Document passage:

= = = = = = =

Woodside Iron Works c 1860

The Engraving

Woodside Iron Works, was founded in 1840 by Alexander Brodie Cochrane and his son Charles Cochrane. It became very well known and respected and produced components for many significant structures, including girders for the Runcorn Bridge over the River Mersey and the Farringdon Street Viaduct in London; ironwork for the Rochester Road Bridge, the Swing Bridge over the River Medway and the Clifton Suspension Bridge; and a wrought iron bridge for New Street Railway Station in Birmingham

Now I recently paid for a license from Dudley Archives for the use of the engraving of the works shown in Figure 1 below, for use in a blog post and in a forthcoming article in the Blackcountryman based on that blog post. It is catalogued as Woodside Iron Works c 1860. In the blog post and article, I used it to illustrate accounts of the works found in my great grandfather’s diaries and did not discuss it to any extent. It really does however deserve somewhat greater consideration, and so in this post, I will consider it in somewhat greater detail.

Figure 1. Woodside Iron Works c1860

Major Features

So what does the engraving actually show? Figure 2 shows a comparison between the engraving and a map of Dudley from 1857. Note that north on the map is around 20 degrees clockwise from the map vertical axis. On both the engraving and the map, the main line of the Oxford, Worcester and Wolverhampton Railway can be seen , with the engraving also showing a siding into the works. The Dudley Canal can be seen on both engraving and map (heading for Dudley Tunnel in the distance) with Lord Ward’s Pensnett Canal also visible, heading to a junction with the Dudley Canal just south of Dudley Tunnel. Two railway bridges, over the Pensnett Canal and a road are shown at A and B on both. In the distance can be seen the Netherton ridge and Netherton church. The likely vantage point from which the initial sketch for engraving was made is shown by the red circle on the map.

= = = = = = =

Tasks:
1) Print the Woodside Iron Works passage word for word, beginning at the words "Now I recently" and stopping after "somewhat greater detail.".
2) List every structure for which the Woodside Iron Works passage says the works produced components.
The rows that follow are separate material and are not part of the Woodside Iron Works passage.

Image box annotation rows
= = = = = = =

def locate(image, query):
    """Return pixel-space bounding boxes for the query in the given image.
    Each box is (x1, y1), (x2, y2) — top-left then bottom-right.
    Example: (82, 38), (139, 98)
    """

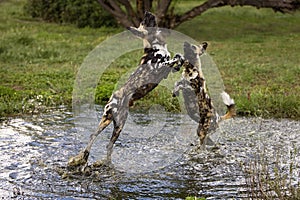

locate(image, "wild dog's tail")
(221, 92), (236, 120)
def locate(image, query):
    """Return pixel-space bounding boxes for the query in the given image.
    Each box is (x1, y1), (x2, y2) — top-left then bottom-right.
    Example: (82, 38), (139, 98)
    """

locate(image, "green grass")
(0, 0), (300, 119)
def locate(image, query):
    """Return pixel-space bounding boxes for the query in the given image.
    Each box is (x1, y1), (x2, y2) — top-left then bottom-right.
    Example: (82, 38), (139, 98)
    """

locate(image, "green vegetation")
(0, 0), (300, 119)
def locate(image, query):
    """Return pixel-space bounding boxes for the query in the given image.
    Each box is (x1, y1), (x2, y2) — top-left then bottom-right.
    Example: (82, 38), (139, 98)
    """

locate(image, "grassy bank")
(0, 0), (300, 119)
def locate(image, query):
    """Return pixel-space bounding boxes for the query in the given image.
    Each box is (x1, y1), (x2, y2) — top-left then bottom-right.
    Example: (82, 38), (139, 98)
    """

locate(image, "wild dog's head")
(128, 12), (167, 48)
(182, 42), (208, 80)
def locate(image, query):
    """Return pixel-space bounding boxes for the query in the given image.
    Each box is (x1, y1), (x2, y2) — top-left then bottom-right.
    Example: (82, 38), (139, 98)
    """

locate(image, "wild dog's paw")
(68, 150), (89, 167)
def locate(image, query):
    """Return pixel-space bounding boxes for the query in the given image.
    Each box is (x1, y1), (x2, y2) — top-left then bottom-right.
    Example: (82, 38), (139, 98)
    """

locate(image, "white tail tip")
(221, 92), (234, 106)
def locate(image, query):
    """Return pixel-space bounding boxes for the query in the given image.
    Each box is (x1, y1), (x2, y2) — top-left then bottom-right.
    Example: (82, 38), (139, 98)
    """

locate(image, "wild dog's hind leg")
(68, 104), (112, 167)
(106, 106), (129, 163)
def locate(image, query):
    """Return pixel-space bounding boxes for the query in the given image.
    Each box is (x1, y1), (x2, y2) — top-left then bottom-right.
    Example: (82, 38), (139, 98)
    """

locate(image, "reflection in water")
(0, 108), (300, 199)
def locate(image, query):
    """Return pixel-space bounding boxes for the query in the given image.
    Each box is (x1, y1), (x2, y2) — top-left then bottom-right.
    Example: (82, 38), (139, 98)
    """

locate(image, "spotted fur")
(173, 42), (235, 144)
(68, 12), (183, 166)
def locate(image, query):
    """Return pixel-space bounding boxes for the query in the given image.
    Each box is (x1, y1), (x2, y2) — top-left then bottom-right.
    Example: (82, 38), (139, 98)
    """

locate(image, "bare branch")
(170, 0), (300, 28)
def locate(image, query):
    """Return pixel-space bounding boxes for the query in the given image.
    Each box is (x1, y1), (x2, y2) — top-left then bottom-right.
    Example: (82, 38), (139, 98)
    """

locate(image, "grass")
(0, 0), (300, 119)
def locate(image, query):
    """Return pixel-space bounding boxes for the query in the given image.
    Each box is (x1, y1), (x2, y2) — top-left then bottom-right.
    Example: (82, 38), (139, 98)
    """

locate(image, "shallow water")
(0, 107), (300, 199)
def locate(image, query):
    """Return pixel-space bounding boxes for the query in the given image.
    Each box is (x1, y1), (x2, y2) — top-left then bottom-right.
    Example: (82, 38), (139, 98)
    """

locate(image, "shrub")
(24, 0), (117, 28)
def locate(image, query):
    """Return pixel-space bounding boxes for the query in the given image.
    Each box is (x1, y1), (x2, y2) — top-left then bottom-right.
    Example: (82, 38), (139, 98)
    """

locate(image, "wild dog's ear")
(127, 27), (146, 38)
(202, 42), (208, 50)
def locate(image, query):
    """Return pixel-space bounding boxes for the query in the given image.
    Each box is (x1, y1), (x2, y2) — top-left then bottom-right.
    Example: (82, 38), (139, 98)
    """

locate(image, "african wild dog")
(68, 12), (184, 167)
(173, 42), (236, 145)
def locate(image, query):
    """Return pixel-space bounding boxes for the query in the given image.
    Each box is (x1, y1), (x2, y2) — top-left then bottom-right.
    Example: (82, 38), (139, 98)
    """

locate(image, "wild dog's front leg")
(172, 80), (184, 97)
(68, 111), (112, 167)
(163, 54), (185, 71)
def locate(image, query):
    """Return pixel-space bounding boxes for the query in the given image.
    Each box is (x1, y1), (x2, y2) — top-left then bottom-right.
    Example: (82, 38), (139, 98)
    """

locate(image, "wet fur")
(68, 12), (183, 167)
(173, 42), (235, 145)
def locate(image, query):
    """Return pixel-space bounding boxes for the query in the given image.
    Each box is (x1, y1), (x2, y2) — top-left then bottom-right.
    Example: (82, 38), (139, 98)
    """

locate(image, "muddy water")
(0, 108), (300, 199)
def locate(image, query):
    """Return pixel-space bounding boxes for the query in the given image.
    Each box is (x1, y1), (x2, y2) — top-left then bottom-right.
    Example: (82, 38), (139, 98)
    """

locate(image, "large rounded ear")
(202, 42), (208, 50)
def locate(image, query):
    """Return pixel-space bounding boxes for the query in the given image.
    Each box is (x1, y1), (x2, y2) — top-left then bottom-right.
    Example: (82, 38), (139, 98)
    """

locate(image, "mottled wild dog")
(173, 42), (236, 145)
(68, 12), (184, 167)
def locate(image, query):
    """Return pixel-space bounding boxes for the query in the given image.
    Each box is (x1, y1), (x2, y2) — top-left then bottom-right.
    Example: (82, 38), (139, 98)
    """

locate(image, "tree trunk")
(98, 0), (300, 28)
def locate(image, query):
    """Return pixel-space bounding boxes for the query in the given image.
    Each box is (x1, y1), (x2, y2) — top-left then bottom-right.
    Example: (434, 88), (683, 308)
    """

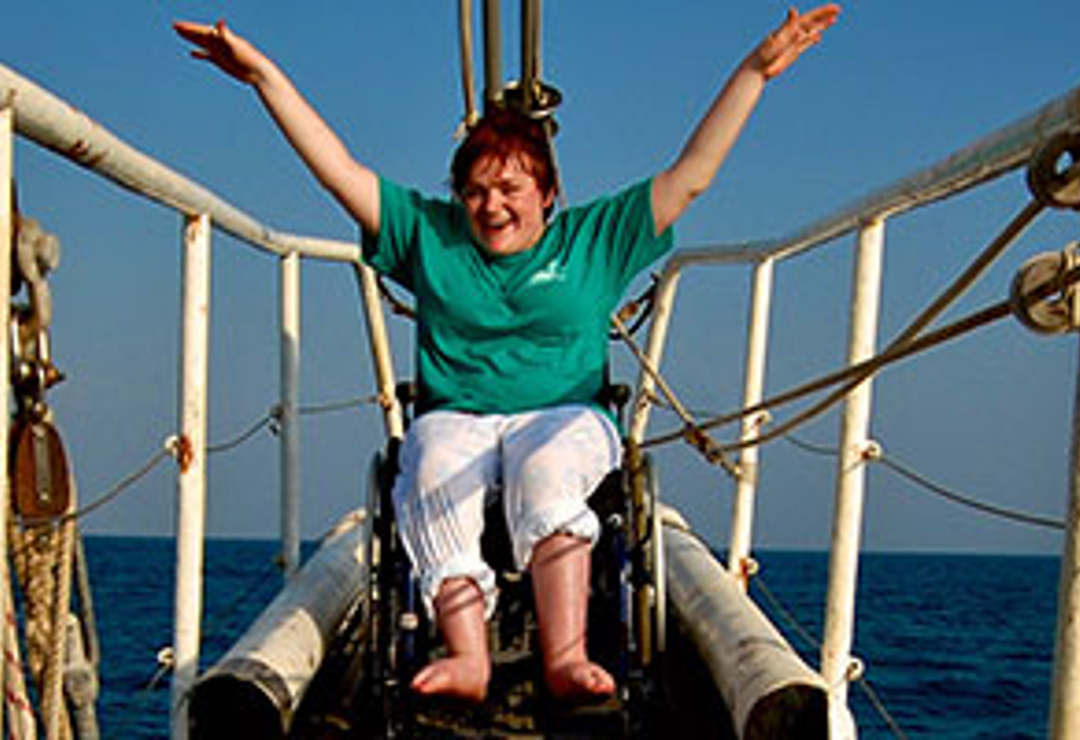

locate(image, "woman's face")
(460, 156), (555, 255)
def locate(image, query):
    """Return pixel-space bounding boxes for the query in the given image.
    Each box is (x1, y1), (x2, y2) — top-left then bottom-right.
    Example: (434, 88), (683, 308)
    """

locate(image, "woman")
(175, 4), (839, 701)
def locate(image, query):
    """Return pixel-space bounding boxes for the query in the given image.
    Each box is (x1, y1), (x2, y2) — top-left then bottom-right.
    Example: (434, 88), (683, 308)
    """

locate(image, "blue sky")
(0, 0), (1080, 553)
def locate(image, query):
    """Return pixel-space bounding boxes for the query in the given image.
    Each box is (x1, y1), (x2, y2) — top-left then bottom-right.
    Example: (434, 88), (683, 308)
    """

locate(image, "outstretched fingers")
(173, 21), (265, 82)
(757, 3), (840, 79)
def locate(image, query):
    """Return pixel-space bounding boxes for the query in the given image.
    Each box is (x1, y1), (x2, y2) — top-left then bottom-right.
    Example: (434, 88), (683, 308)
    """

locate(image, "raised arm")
(652, 4), (840, 233)
(173, 21), (379, 233)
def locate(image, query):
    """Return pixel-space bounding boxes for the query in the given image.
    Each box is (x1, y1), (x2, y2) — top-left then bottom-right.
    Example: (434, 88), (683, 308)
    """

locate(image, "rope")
(643, 200), (1056, 452)
(611, 314), (739, 476)
(642, 296), (1015, 452)
(300, 395), (379, 415)
(877, 456), (1065, 529)
(0, 527), (38, 740)
(206, 409), (274, 455)
(753, 576), (907, 740)
(784, 434), (1065, 529)
(23, 439), (173, 526)
(608, 273), (659, 339)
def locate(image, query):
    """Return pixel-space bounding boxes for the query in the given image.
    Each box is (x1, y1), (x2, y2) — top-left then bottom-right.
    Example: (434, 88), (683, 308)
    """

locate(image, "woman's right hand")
(173, 21), (270, 84)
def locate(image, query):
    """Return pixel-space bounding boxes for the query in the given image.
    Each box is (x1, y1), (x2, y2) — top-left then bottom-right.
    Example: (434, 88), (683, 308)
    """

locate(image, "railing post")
(728, 257), (775, 591)
(821, 219), (885, 740)
(0, 99), (15, 737)
(1050, 337), (1080, 740)
(484, 0), (502, 112)
(355, 264), (405, 439)
(279, 252), (300, 581)
(170, 214), (211, 740)
(629, 271), (679, 442)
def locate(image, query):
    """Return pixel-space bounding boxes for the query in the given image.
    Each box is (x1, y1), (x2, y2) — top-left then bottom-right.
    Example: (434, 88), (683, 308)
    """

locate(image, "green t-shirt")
(363, 179), (673, 414)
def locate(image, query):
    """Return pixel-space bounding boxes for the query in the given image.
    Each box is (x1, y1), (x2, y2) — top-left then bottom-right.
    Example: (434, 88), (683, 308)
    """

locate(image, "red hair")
(450, 108), (558, 216)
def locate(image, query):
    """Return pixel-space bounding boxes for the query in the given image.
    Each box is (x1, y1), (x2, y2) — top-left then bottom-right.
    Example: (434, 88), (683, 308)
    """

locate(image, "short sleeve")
(567, 179), (675, 294)
(361, 175), (431, 290)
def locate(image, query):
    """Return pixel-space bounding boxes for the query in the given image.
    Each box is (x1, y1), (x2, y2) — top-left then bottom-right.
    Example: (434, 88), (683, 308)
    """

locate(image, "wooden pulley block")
(1009, 243), (1077, 334)
(1027, 132), (1080, 208)
(11, 420), (71, 519)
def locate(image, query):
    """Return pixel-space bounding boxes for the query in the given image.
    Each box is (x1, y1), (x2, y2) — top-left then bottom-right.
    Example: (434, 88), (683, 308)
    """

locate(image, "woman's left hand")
(744, 3), (840, 80)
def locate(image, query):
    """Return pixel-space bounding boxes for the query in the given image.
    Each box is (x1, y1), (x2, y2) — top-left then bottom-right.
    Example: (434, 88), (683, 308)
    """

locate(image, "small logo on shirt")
(526, 259), (566, 285)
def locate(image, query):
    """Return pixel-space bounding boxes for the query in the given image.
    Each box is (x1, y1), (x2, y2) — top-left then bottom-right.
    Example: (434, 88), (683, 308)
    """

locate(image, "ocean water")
(79, 537), (1057, 739)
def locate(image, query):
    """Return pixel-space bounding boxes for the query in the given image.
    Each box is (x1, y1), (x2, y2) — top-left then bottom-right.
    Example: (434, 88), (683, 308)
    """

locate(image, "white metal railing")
(630, 83), (1080, 738)
(0, 65), (404, 738)
(0, 56), (1080, 737)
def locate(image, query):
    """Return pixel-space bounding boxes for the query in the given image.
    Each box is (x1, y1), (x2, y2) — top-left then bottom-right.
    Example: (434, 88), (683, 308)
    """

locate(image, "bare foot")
(413, 655), (491, 703)
(544, 660), (615, 701)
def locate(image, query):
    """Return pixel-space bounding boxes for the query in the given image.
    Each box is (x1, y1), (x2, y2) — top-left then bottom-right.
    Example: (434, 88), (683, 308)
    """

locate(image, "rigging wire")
(611, 314), (739, 477)
(784, 434), (1065, 529)
(642, 200), (1056, 452)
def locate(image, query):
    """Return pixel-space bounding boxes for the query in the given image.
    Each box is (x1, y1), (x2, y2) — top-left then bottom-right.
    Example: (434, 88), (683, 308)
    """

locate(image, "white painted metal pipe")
(355, 263), (405, 439)
(1050, 337), (1080, 740)
(656, 88), (1080, 265)
(191, 510), (370, 738)
(0, 65), (360, 263)
(821, 220), (885, 740)
(0, 99), (15, 737)
(630, 266), (679, 443)
(170, 214), (211, 740)
(728, 257), (775, 591)
(484, 0), (502, 110)
(279, 252), (300, 581)
(663, 507), (827, 738)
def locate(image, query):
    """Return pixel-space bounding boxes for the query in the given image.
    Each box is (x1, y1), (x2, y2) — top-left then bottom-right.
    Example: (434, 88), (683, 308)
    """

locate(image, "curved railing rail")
(0, 65), (360, 263)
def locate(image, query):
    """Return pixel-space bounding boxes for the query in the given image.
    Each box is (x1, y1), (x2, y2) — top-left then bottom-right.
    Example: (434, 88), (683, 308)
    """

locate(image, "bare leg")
(413, 578), (491, 702)
(531, 534), (615, 699)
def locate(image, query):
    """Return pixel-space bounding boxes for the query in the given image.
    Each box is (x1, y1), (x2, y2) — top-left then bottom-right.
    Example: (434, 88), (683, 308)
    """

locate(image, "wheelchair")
(359, 384), (664, 738)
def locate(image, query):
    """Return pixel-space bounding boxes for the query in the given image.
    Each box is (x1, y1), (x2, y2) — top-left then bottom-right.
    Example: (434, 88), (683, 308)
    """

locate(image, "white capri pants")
(393, 405), (622, 618)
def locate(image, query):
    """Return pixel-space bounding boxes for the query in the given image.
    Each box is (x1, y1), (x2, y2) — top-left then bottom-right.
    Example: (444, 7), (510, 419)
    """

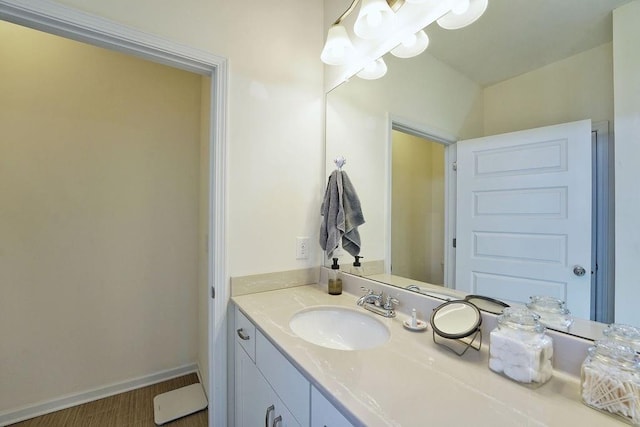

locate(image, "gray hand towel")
(320, 170), (364, 257)
(342, 171), (364, 256)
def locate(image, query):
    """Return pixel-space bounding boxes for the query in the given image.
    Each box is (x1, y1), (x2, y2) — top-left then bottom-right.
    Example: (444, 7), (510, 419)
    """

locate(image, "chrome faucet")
(356, 287), (399, 317)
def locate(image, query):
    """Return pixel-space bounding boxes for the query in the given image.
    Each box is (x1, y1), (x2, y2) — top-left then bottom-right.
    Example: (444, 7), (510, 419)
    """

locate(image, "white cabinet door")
(456, 120), (592, 319)
(256, 330), (310, 426)
(235, 341), (300, 427)
(311, 386), (353, 427)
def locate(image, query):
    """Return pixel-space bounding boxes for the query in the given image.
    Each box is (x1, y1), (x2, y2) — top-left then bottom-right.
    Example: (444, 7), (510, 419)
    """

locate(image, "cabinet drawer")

= = = = = = =

Task solutions:
1)
Now I recently paid for a license from Dudley Archives for the use of the engraving of the works shown in Figure 1 below, for use in a blog post and in a forthcoming article in the Blackcountryman based on that blog post. It is catalogued as Woodside Iron Works c 1860. In the blog post and article, I used it to illustrate accounts of the works found in my great grandfather’s diaries and did not discuss it to any extent. It really does however deserve somewhat greater consideration, and so in this post, I will consider it in somewhat greater detail.

2)
- Runcorn Bridge over the River Mersey
- Farringdon Street Viaduct in London
- Rochester Road Bridge
- Swing Bridge over the River Medway
- Clifton Suspension Bridge
- New Street Railway Station in Birmingham